[課題内容]
次の書評を読み、以下の問いに答えよ。
(a) 双葉文庫ルーキー大賞で受賞作を選ぶのは誰か。
(b) 中村あきは何年にデビュー済みのプロ作家となったか。
(c) 小坂柚子子がチェス喫茶『フィアンケット』を訪ねたのは何のためか。

[提示文]
=-=-=

洞察力に長けたクールなイケメンと、好奇心旺盛で明るい行動派の凸凹高校生コンビによる本格日常ミステリ

レビュー

  • シェア
  • ポスト
  • ブックマーク

チェス喫茶フィアンケットの迷局集

『チェス喫茶フィアンケットの迷局集』

著者
中村あき [著]
出版社
双葉社
ジャンル
文学/日本文学、小説・物語
ISBN
9784575524543
発売日
2021/03/11
価格
748円(税込)

書籍情報:JPO出版情報登録センター
※書籍情報の無断転載を禁じます

第三回双葉文庫ルーキー大賞受賞作が刊行された。チェス喫茶の臨時マスターとアルバイト。高校生コンビが、身の回りで続発する謎を見事に解き明かす。

[レビュアー] 細谷正充(文芸評論家)

 高校生のもどかしい関係にキュンキュンしながら、本格ミステリを楽しむ一冊が誕生しました! 双葉文庫ルーキー大賞第三回受賞作は「洞察力に長けたクールなイケメン」と「好奇心旺盛で明るい行動派」の凸凹高校生コンビが不可解な謎に挑む本格日常ミステリ。本書の読みどころについて書評家の細谷正充さんが解説します。

 ***

 双葉文庫ルーキー大賞とは何か。WEBサイトから随時応募可能。そして選ぶのは編集者であり、面白ければ即決で双葉文庫から刊行されるという、実に今時の文学賞なのだ。また応募者はプロアマ問わず、第一回の大橋崇行、第二回の斎藤千輪と、すでに何冊も小説を刊行しているプロ作家が選ばれている。そして本書で、第三回の大賞受賞者となった中村あきも、二〇一三年に『ロジック・ロック・フェスティバル~Logic Lock Festival~探偵殺しのパラドックス』で、既にデビュー済みのプロ作家だ。今まで、ひと癖ある本格ミステリーを発表してきたが、本書は日常の謎を扱っている。新境地といっていいだろう。

 高校生になった小坂柚子子(ゆずこ)は、チェス喫茶『フィアンケット』を訪ねた。幼い頃に盗んでしまった、チェスの駒を返し、謝るためである。だが『フィアンケット』にいたのは、高校で隣の席の世野終だった。病気で入院中の祖父に代わり、臨時マスターをしている終は、柚子子を無料アルバイトとしてこき使う。

=-=-=

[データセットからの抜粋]

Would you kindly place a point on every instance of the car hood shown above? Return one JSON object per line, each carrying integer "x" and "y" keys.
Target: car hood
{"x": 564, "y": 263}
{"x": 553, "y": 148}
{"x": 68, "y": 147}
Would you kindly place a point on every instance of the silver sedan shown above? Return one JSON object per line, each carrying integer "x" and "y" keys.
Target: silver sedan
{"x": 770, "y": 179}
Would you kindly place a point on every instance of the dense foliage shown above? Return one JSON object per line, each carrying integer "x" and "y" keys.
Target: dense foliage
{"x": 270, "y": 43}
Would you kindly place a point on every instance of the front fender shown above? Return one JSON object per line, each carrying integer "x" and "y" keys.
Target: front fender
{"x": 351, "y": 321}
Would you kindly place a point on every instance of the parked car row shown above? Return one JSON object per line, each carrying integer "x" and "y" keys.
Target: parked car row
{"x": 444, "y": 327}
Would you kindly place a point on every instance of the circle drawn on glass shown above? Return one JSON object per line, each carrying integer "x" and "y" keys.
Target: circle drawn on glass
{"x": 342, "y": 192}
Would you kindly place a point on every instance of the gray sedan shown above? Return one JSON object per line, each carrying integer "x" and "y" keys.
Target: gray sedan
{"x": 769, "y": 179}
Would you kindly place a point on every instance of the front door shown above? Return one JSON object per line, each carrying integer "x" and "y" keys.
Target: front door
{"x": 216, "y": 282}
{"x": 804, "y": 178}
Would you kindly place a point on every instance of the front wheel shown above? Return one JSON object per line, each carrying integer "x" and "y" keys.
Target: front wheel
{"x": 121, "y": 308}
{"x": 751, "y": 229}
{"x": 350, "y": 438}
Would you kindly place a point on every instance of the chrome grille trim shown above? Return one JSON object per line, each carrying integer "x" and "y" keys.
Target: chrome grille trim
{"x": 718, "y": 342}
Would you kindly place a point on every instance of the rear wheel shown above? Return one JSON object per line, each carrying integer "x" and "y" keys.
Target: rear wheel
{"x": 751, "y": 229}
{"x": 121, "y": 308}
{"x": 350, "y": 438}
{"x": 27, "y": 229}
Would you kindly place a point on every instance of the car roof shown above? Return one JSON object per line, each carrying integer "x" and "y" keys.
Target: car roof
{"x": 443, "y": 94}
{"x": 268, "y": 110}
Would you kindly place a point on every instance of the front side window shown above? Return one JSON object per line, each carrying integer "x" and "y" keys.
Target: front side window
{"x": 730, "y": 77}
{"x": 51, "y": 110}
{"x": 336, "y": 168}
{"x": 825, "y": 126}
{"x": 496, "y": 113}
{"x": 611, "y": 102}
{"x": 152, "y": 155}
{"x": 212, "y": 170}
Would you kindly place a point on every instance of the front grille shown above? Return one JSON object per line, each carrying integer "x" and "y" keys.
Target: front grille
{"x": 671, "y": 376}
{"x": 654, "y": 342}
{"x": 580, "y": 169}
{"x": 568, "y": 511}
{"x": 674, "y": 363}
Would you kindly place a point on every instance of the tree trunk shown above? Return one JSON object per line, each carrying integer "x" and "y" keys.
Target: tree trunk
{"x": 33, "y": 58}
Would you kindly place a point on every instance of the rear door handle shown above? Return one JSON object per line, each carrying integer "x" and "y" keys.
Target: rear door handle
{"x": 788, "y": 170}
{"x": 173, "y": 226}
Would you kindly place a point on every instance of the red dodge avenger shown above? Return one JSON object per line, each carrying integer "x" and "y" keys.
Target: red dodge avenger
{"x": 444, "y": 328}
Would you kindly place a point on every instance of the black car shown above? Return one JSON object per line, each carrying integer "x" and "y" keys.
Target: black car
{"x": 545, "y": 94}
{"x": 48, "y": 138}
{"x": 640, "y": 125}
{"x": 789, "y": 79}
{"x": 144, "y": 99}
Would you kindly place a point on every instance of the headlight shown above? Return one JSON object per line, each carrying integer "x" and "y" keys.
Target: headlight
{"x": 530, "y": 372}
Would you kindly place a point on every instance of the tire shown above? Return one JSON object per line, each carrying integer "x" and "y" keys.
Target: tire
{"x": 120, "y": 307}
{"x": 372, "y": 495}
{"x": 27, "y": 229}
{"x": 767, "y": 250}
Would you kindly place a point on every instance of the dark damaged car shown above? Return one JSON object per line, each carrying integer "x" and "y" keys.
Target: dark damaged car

=-=-=

[解答]
(a) 編集者
(b) 二〇一三年
(c) 幼い頃に盗んでしまったチェスの駒を返し、謝るため